### DOKUMENT ŹRÓDŁOWY
==========

IV. zasądza na rzecz powoda S. T. od pozwanej (...) Spółki z ograniczoną odpowiedzialnością w W. kwotę 51.007,87 zł (pięćdziesiąt jeden tysięcy siedem złotych osiemdziesiąt siedem groszy) brutto, tytułem wynagrodzenia za pracę w godzinach nadliczbowych wraz z ustawowymi odsetkami za opóźnienie od kwot:

- od 2.563,38 zł (dwa tysiące pięćset sześćdziesiąt trzy złote 38/100) od dnia 9 czerwca 2012r. do dnia zapłaty;

- od 1.140,25 zł (jeden tysiąc sto czterdzieści złotych 25/100) od dnia 11 czerwca 2012r. do dnia zapłaty;

- 4.255,68 zł (cztery tysiące dwieście pięćdziesiąt pięć złotych 68/100) od dnia 11 września 2012r. do dnia zapłaty

- 4.658,76.zł (cztery tysiące sześćset pięćdziesiąt osiem złotych 76/100) od dnia 11 grudnia 2012r. do dnia zapłaty

- 3.106,23 zł (trzy tysiące sto sześć złotych 23/100) od dnia 9 marca 2013r. do dnia zapłaty

- 621,35 zł (sześćset dwadzieścia jeden złotych 35/100) od dnia 11 marca 2013r. do dnia zapłaty

- 4.810,94 zł (cztery tysiące osiemset dziesięć złotych 94/100) od dnia 11 czerwca 2013r. do dnia zapłaty

- 4.349,93 (cztery tysiące trzysta czterdzieści dziewięć złotych 93/100) od dnia 11 września 2013r. do dnia zapłaty

- 4.746,47 zł (cztery tysiące siedemset czterdzieści sześć złotych 47/100) od dnia 11 grudnia 2013r. do dnia zapłaty

- 4.345,45 zł (cztery tysiące trzysta czterdzieści pięć złotych 45/100) od dnia 11 marca 2014r. do dnia zapłaty

- 3.959,08 zł (trzy tysiące dziewięćset pięćdziesiąt dziewięć złotych 8/100) od dnia 11 czerwca 2014r. do dnia zapłaty

- 3.966,80 zł (trzy tysiące dziewięćset sześćdziesiąt sześć złotych 80/100) od dnia 11 września 2014r. do dnia zapłaty

- 3.854,20 zł (trzy tysiące osiemset pięćdziesiąt cztery złote 20/100) do dnia 11 grudnia 2014r. do dnia zapłaty;

- 3.318,21 zł (trzy tysiące trzysta osiemnaście złotych 21/100) od dnia 11 marca 2015r. do dnia zapłaty

- 1.302,11 zł (jeden tysiąc trzysta dwa złote 11/100) od dnia 26 kwietnia 2015r. do dnia zapłaty

V. oddala powództwa w pozostałym zakresie

VI. zasądza na rzecz powoda A. B. od pozwanej (...) Spółki z ograniczoną odpowiedzialnością w W. kwotę 653,76 zł (sześćset pięćdziesiąt trzy złote siedemdziesiąt sześć groszy) tytułem zwrotu kosztów zastępstwa procesowego

VII. zasądza na rzecz powoda K. K. od pozwanej (...) Spółki z ograniczoną odpowiedzialnością w W. kwotę 766,08 zł (siedemset sześćdziesiąt sześć złotych osiem groszy) tytułem zwrotu kosztów zastępstwa procesowego

VIII. zasądza na rzecz powoda S. T. od pozwanej (...) Spółki z ograniczoną odpowiedzialnością w W. kwotę 2700 zł (dwa tysiące siedemset złotych) tytułem zwrotu kosztów zastępstwa procesowego

IX. nakazuje ściągnąć od pozwanej (...) Spółki z ograniczoną odpowiedzialnością w W. na rzecz Skarbu Państwa – Sądu Rejonowego(...)w G.kwotę 7.777,45 zł (siedem tysięcy siedemset siedemdziesiąt siedem złotych czterdzieści pięć groszy) tytułem kosztów sądowych;

X. wyrokowi w pkt II nadaje rygor natychmiastowej wykonalności do kwoty 1.900 zł (jeden tysiąc dziewięćset złotych)

==========

### Pozycje wymienione w zbiorze danych

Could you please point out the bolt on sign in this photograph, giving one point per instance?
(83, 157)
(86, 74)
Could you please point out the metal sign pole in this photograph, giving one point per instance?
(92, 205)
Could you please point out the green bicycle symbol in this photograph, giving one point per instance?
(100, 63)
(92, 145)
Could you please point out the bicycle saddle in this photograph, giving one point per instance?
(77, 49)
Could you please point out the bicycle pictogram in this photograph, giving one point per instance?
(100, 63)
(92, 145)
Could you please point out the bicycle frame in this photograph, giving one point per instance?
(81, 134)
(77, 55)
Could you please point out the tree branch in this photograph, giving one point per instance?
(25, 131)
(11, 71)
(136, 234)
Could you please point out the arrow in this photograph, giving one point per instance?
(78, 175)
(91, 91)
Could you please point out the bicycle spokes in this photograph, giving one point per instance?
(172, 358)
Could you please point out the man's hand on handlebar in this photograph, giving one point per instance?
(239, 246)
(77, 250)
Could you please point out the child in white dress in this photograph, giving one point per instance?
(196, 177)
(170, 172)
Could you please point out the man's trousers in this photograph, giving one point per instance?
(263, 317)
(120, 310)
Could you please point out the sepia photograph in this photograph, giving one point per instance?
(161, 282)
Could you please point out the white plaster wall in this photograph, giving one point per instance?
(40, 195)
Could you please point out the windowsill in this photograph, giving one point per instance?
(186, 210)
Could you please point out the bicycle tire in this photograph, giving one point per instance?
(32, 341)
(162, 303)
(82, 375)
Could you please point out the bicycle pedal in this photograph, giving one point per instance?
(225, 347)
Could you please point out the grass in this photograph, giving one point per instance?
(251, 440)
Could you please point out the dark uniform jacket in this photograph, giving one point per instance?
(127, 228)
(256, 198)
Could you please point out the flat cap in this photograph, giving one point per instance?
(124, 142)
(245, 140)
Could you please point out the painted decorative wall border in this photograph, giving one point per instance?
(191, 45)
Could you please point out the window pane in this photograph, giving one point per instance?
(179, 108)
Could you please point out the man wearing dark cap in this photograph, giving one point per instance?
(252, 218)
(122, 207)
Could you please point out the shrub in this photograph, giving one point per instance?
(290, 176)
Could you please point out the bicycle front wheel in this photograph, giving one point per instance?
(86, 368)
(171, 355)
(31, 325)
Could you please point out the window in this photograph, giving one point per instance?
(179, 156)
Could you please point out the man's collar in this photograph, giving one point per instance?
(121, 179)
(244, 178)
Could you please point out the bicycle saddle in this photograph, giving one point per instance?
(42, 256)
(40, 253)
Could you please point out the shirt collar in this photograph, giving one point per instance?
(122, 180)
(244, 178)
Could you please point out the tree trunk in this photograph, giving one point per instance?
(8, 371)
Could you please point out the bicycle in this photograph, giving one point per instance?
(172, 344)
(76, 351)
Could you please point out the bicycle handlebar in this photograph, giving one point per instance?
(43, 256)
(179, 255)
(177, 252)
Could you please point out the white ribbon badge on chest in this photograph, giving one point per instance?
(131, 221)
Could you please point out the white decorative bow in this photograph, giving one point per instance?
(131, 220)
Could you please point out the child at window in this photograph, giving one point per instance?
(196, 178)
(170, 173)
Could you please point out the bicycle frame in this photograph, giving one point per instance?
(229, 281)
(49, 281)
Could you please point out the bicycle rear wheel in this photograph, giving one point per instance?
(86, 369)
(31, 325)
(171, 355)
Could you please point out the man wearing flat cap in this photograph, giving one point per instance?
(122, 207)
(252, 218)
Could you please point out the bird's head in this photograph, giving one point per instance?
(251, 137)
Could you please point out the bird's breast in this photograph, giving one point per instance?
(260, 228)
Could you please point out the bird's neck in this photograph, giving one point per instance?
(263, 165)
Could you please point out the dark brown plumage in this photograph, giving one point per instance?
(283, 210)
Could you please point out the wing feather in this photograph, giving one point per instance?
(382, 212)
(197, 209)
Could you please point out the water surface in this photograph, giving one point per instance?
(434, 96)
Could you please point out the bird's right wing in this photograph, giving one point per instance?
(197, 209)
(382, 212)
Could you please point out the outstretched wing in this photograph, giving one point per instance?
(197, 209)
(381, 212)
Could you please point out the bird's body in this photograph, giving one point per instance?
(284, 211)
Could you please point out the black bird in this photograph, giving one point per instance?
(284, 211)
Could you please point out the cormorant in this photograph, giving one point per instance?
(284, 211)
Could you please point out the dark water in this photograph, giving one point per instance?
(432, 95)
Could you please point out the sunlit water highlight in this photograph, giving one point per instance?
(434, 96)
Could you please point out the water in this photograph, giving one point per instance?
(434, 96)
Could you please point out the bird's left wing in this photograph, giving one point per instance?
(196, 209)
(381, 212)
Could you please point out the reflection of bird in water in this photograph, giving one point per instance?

==========

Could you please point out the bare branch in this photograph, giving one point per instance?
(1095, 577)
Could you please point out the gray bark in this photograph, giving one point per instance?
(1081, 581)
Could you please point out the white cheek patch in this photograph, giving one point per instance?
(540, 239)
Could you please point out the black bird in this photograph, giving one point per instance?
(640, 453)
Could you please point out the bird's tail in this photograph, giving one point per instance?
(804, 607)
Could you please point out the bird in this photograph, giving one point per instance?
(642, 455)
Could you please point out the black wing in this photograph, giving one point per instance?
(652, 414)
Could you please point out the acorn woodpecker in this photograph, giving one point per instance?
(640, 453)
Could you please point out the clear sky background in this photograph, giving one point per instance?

==========

### KRÓTKIE ZADANIE 1
Wypisz z wyroku sądu wszystkie kwoty zasądzone tytułem zwrotu kosztów zastępstwa procesowego, podając przy każdej powoda, na którego rzecz ją zasądzono.
### KRÓTKIE ZADANIE 2
Odpowiedz krótko na podstawie wyroku sądu:
(a) Jaką łączną kwotę brutto zasądzono na rzecz S. T. tytułem wynagrodzenia za pracę w godzinach nadliczbowych?
(b) Jaką kwotę nakazano ściągnąć od pozwanej spółki na rzecz Skarbu Państwa tytułem kosztów sądowych?
(c) Do jakiej kwoty nadano rygor natychmiastowej wykonalności wyrokowi w pkt II?
### KRÓTKIE ZADANIE 3
Kontynuuj wyrok sądu w sprawie o wynagrodzenie za pracę w godzinach nadliczbowych, zaczynając po ostatnim punkcie.
Dane nie mają żadnego związku z wyrokiem sądu.

### ROZWIĄZANIE ZADANIA 1
- A. B.: 653,76 zł
- K. K.: 766,08 zł
- S. T.: 2700 zł

### ROZWIĄZANIE ZADANIA 2
(a) 51.007,87 zł brutto.
(b) 7.777,45 zł.
(c) Do kwoty 1.900 zł.

### ROZWIĄZANIE ZADANIA 3
XI wyrokowi w pkt III nadaje rygor natychmiastowej wykonalności do kwoty 1.830 zł (jeden tysiąc osiemset trzydzieści złotych)

XII wyrokowi w pkt IV nadaje rygor natychmiastowej wykonalności do kwoty 1.900 zł (jeden tysiąc dziewięćset złotych)

Sygn. akt VI P 251/15

UZASADNIENIE

Powód A. B. pozwem z dnia 1 kwietnia 2015r. wniósł o zasądzenie od pozwanej (...) Spółka z ograniczoną odpowiedzialnością z siedzibą w W. kwoty 27.318,75 zł netto wraz ustawowymi odsetkami tytułem niewypłaconego wynagrodzenia za pracę w godzinach nadliczbowych w okresie od dnia 1 marca 2012r. do dnia 31 stycznia 2015r., a także zasądzenie od pozwanej na rzecz powoda kosztów procesu, w tym także zastępstwa procesowego według norm prawem przepisanych.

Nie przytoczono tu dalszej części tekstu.